Blog • March 20, 2024


The World Economic Forum (WEF) has identified the electronics industry as one of 8 sectors which together account for more than 50% of global carbon emissions[1]. Meanwhile, researchers at the University of California have found that GHG emissions from electronic devices and their associated e-scrap increased by 53% between 2014 and 2020, with 580 metric tons emitted in 2020, or around 4% of total global GHG emissions. With the current growth rate of the industry, the UCI researchers estimate that emissions from the industry, if unchecked by regulation, will reach around 852 million tons by 2030.

As global efforts to reduce emissions increase, leading industry players such as Flex are responding by both participating in and complying with evolving carbon accounting regulations and practices.

In this second blog post in a series describing how Flex Power Modules is improving the sustainability of its operations, we focus on the research and development process.

R&D and the sustainability challenge

The US EPA estimates that between 70% and 80% of the environmental impact of a product is determined during the R&D phase of the product life-cycle, highlighting the importance of a sustainable approach to R&D. At the same time, the WEF reports that 77% of the electronics industry’s emissions are Scope 3 emissions, meaning they are attributable to the supply chain, including both upstream and downstream activities.

It is therefore not sufficient for industry leaders such as Flex to control Scope 1 and Scope 2 emissions, we have a responsibility for the sustainability of our entire supply chain. Our R&D function, at the front-end of the development process, plays a key role in controlling Scope 1, 2 and 3 GHG emissions by designing for sustainability across the life-cycle of a product.
== == ==
*Set exercise a*
Count the lines in the entries below that contain the word "light", with case counting. Give only the number.

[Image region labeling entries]
== == ==
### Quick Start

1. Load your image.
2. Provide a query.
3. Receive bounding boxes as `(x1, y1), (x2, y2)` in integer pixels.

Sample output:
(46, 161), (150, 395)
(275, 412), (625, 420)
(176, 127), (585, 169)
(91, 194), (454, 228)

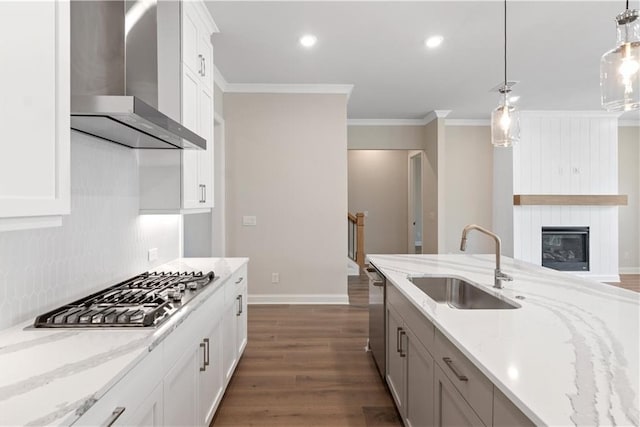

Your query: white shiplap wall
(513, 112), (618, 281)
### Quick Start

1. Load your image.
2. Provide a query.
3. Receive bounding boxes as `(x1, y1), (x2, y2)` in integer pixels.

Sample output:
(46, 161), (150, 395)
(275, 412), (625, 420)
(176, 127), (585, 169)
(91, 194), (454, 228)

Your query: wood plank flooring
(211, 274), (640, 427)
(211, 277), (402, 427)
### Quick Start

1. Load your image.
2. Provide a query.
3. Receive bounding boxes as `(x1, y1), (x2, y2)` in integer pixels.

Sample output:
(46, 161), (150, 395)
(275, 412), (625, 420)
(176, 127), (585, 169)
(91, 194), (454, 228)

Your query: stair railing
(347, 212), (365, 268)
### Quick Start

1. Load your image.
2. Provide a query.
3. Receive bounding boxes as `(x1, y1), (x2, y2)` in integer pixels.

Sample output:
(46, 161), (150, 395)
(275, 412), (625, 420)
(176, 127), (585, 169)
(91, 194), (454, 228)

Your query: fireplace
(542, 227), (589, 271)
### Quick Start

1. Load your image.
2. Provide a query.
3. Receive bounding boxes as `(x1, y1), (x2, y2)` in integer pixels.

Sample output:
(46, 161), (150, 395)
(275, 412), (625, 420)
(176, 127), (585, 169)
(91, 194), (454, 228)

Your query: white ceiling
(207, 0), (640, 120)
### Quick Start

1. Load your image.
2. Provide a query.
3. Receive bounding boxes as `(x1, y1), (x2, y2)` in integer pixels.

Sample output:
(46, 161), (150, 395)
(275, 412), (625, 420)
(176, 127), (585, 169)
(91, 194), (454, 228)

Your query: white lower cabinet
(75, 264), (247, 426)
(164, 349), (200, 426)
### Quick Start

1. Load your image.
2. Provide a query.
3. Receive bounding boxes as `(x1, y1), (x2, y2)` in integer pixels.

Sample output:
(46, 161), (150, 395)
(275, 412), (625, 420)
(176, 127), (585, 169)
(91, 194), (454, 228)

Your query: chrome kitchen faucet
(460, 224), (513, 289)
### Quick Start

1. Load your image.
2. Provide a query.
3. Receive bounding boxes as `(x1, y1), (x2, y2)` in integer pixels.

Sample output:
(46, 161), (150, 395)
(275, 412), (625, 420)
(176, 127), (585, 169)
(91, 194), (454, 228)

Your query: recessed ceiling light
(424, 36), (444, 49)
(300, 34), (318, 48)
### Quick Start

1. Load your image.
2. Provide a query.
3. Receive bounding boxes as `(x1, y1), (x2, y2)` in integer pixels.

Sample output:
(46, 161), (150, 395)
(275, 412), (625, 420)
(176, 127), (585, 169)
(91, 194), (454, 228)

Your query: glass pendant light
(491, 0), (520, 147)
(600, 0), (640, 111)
== == ==
*Set exercise b*
In the blog post on electronics emissions, what share of the electronics industry's emissions does the WEF report as Scope 3 emissions?

*Exercise output a*
2

*Exercise output b*
77%